Write out every item below again word for word, leaving out the pictures.
***** Supplied material
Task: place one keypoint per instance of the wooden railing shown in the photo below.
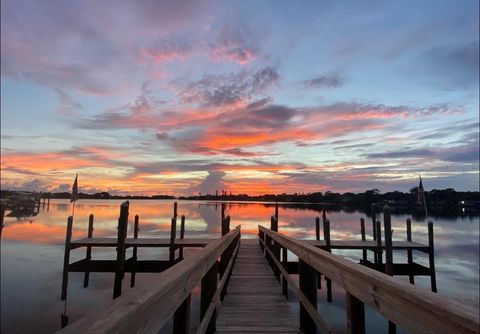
(147, 309)
(406, 305)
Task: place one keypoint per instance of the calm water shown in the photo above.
(32, 254)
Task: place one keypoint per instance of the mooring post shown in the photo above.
(182, 235)
(208, 289)
(355, 315)
(308, 285)
(2, 217)
(285, 265)
(173, 233)
(362, 231)
(134, 255)
(275, 247)
(326, 236)
(88, 256)
(121, 236)
(317, 237)
(181, 317)
(411, 277)
(431, 257)
(387, 227)
(66, 258)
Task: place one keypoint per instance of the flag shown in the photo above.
(74, 190)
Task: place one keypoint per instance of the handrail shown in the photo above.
(411, 307)
(146, 309)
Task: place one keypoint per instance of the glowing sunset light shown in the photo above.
(189, 97)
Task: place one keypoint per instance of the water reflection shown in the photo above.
(32, 250)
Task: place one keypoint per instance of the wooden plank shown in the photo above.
(146, 309)
(141, 242)
(411, 307)
(254, 301)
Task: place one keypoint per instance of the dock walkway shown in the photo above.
(254, 302)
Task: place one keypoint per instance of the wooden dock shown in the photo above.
(254, 302)
(244, 283)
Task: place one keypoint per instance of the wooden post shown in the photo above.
(387, 227)
(134, 255)
(284, 263)
(355, 315)
(121, 236)
(208, 289)
(181, 317)
(379, 244)
(225, 225)
(431, 257)
(2, 217)
(182, 234)
(66, 258)
(326, 236)
(276, 247)
(317, 237)
(173, 233)
(362, 231)
(387, 230)
(88, 256)
(308, 286)
(411, 277)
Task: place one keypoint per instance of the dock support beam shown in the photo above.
(355, 315)
(308, 286)
(208, 289)
(121, 236)
(88, 256)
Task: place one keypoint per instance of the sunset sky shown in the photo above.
(182, 97)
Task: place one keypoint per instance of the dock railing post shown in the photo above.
(431, 257)
(66, 258)
(362, 231)
(326, 236)
(308, 286)
(355, 315)
(88, 256)
(208, 289)
(411, 277)
(181, 317)
(121, 236)
(134, 254)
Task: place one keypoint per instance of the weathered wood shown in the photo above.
(146, 309)
(134, 254)
(411, 277)
(379, 243)
(362, 231)
(284, 279)
(355, 314)
(121, 236)
(312, 311)
(208, 289)
(66, 258)
(173, 233)
(410, 307)
(308, 285)
(88, 256)
(181, 317)
(182, 235)
(431, 258)
(326, 236)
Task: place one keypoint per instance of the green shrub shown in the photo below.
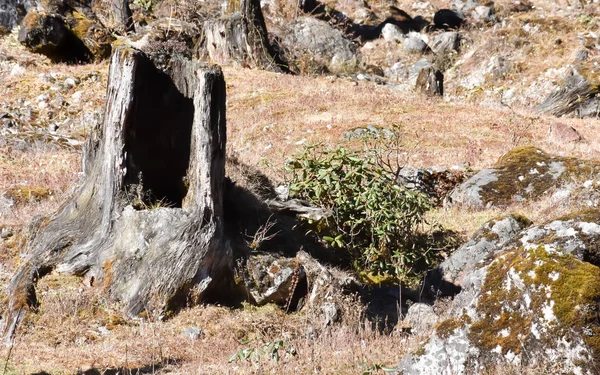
**********
Answer to this problem.
Task: place one keypoint per instance of the wooden railing shown in the photo below.
(147, 309)
(406, 305)
Task: place one keypoint per instance of the calm water shown in the photo above.
(32, 254)
Task: place one keypoint per instance of the mooring post shown in the photo above.
(182, 235)
(208, 289)
(355, 315)
(308, 285)
(2, 217)
(285, 265)
(173, 233)
(362, 231)
(134, 255)
(275, 247)
(326, 236)
(88, 256)
(121, 236)
(317, 237)
(181, 317)
(411, 277)
(431, 257)
(387, 227)
(66, 258)
Task: place one keypoint per instance of the flag shown in the photo above.
(74, 190)
Task: place one keypoint per instance of the handrail shown in the photo above.
(411, 307)
(146, 309)
Task: place one keypoint per instance of the glowing sunset light shown in the photo above.
(189, 97)
Task: place one keypoint per instance of the water reflection shown in the photo above.
(32, 250)
Task: place one keypoint per instance of the wooden plank shown in the photo above.
(146, 309)
(141, 242)
(411, 307)
(254, 301)
Task: place one keypoint per instance of the dock walkway shown in the photo above.
(254, 302)
Task: place one keypoint per instance of the wooden dock shown in the photo above.
(254, 302)
(244, 283)
Task: place one keypoint per instance of the wooden post shown in the photo above.
(387, 227)
(134, 255)
(284, 263)
(355, 315)
(121, 236)
(208, 289)
(181, 317)
(379, 244)
(225, 225)
(431, 257)
(2, 217)
(182, 234)
(66, 258)
(326, 236)
(276, 247)
(317, 237)
(173, 233)
(362, 231)
(387, 230)
(88, 256)
(308, 286)
(411, 277)
Task: place one keypoint per instance of the dock support beam shown in the photo above.
(355, 315)
(308, 286)
(208, 289)
(121, 236)
(88, 256)
Task: place one keypoint per instance of the sunset sky shown in the photo above.
(182, 97)
Task: place one keypoint per instance of the dock railing post shown in the photo above.
(431, 257)
(66, 258)
(362, 231)
(326, 236)
(308, 286)
(355, 315)
(88, 256)
(208, 289)
(411, 277)
(181, 317)
(121, 236)
(134, 254)
Task: place one keypoint per instance of the weathered wood shown in the photo above.
(146, 309)
(134, 254)
(411, 277)
(379, 243)
(362, 231)
(284, 279)
(355, 314)
(121, 236)
(312, 311)
(208, 289)
(66, 258)
(173, 233)
(410, 307)
(308, 285)
(88, 256)
(181, 317)
(182, 235)
(431, 258)
(326, 236)
Task: place one keypoint per instance of the green shrub shown in the photo below.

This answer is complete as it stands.